# Required work
Turn the material below into a numbered list, leaving out any blank lines.

####

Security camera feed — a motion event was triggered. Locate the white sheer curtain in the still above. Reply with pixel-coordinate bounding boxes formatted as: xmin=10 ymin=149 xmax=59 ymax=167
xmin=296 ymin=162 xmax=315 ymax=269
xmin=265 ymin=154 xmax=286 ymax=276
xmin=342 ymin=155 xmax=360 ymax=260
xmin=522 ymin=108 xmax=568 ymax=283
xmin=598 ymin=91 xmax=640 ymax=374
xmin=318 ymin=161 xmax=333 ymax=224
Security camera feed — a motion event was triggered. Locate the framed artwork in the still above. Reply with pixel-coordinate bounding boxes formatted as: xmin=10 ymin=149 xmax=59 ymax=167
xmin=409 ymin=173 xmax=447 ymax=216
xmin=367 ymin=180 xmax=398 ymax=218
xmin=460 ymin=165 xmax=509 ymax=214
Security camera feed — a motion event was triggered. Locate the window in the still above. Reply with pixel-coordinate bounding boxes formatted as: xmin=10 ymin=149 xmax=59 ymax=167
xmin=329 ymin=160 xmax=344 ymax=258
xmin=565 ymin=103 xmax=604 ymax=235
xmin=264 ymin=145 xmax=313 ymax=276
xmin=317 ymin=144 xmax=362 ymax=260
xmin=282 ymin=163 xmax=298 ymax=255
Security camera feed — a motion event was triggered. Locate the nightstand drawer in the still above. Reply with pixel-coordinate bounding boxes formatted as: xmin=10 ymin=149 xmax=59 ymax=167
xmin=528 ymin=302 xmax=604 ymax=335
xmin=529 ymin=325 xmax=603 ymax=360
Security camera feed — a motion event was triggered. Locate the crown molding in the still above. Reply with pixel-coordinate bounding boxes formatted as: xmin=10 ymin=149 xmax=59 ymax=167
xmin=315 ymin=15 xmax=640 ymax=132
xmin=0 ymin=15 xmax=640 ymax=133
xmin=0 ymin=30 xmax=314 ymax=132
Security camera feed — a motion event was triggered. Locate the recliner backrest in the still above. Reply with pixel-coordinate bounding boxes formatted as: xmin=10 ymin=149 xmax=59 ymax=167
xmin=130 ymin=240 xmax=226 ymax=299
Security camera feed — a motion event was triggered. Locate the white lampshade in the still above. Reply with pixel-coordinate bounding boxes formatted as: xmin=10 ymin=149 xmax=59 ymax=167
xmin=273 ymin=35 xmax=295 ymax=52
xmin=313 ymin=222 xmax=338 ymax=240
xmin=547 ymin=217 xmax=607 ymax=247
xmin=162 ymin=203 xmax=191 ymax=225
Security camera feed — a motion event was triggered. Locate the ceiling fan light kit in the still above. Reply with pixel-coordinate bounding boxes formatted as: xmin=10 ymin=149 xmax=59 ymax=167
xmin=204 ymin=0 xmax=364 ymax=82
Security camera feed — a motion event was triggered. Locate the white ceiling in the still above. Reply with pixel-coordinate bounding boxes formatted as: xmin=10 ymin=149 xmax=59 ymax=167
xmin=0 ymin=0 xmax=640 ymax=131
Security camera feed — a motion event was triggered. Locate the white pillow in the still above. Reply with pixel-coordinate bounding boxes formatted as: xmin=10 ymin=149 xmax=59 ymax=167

####

# Correct result
1. Security camera feed — a motion event was triggered. Locate the white sheer curtain in the still above. Reply with pixel-coordinate bounding boxes formatted as: xmin=10 ymin=149 xmax=59 ymax=167
2. xmin=296 ymin=162 xmax=315 ymax=269
3. xmin=265 ymin=154 xmax=286 ymax=276
4. xmin=342 ymin=155 xmax=360 ymax=260
5. xmin=522 ymin=108 xmax=568 ymax=283
6. xmin=598 ymin=91 xmax=640 ymax=374
7. xmin=318 ymin=161 xmax=333 ymax=224
8. Security camera feed — a motion event was triggered. Locate the framed artwork in the still above. Reply with pixel-coordinate bounding boxes formatted as: xmin=10 ymin=149 xmax=59 ymax=167
9. xmin=409 ymin=173 xmax=447 ymax=216
10. xmin=367 ymin=180 xmax=398 ymax=218
11. xmin=460 ymin=165 xmax=509 ymax=214
12. Security camera feed — a motion event was triggered. Locate the window in the still above. Reply with pixel-coordinate bounding boxes formatted as: xmin=10 ymin=149 xmax=59 ymax=167
13. xmin=329 ymin=160 xmax=344 ymax=258
14. xmin=565 ymin=103 xmax=604 ymax=235
15. xmin=264 ymin=145 xmax=313 ymax=276
16. xmin=317 ymin=144 xmax=362 ymax=260
17. xmin=282 ymin=163 xmax=298 ymax=255
18. Security camera feed — a motion event was triggered. Locate the nightstand drawer in the still above. Reply with pixel-coordinate bounding boxes formatted as: xmin=10 ymin=149 xmax=59 ymax=167
19. xmin=528 ymin=302 xmax=604 ymax=335
20. xmin=529 ymin=325 xmax=603 ymax=360
21. Security camera feed — a motion event was triggered. Locate the crown molding in the still above. Reply with pixel-coordinate bounding boxes formatted as: xmin=10 ymin=149 xmax=59 ymax=167
22. xmin=315 ymin=15 xmax=640 ymax=132
23. xmin=0 ymin=15 xmax=640 ymax=133
24. xmin=0 ymin=30 xmax=314 ymax=132
25. Security camera feed — a motion event was triggered. Locate the recliner backrest in the still above. Reply with pixel-coordinate bounding boxes formatted as: xmin=10 ymin=149 xmax=59 ymax=167
26. xmin=130 ymin=240 xmax=226 ymax=299
27. Security camera feed — a motion event was triggered. Locate the white lampshade in the still above. Reply with pixel-coordinate bounding boxes formatted as: xmin=10 ymin=149 xmax=59 ymax=167
28. xmin=273 ymin=35 xmax=295 ymax=52
29. xmin=313 ymin=222 xmax=338 ymax=240
30. xmin=547 ymin=217 xmax=607 ymax=247
31. xmin=162 ymin=203 xmax=191 ymax=225
32. Security camera feed — a motion event was triggered. Locate the ceiling fan light kit in the still above. Reply with pixel-coordinate bounding boxes formatted as: xmin=10 ymin=149 xmax=59 ymax=167
33. xmin=204 ymin=0 xmax=364 ymax=82
34. Security camera feed — a motion event was triggered. Locate the white ceiling in the still above. Reply with pixel-coordinate bounding boxes formatted as: xmin=10 ymin=149 xmax=59 ymax=167
35. xmin=0 ymin=0 xmax=640 ymax=131
36. Security camera feed — a motion event was triggered. Locate the white pillow in the still above. Reply with pixel-coordinate bounding boxes formatted as: xmin=10 ymin=149 xmax=59 ymax=167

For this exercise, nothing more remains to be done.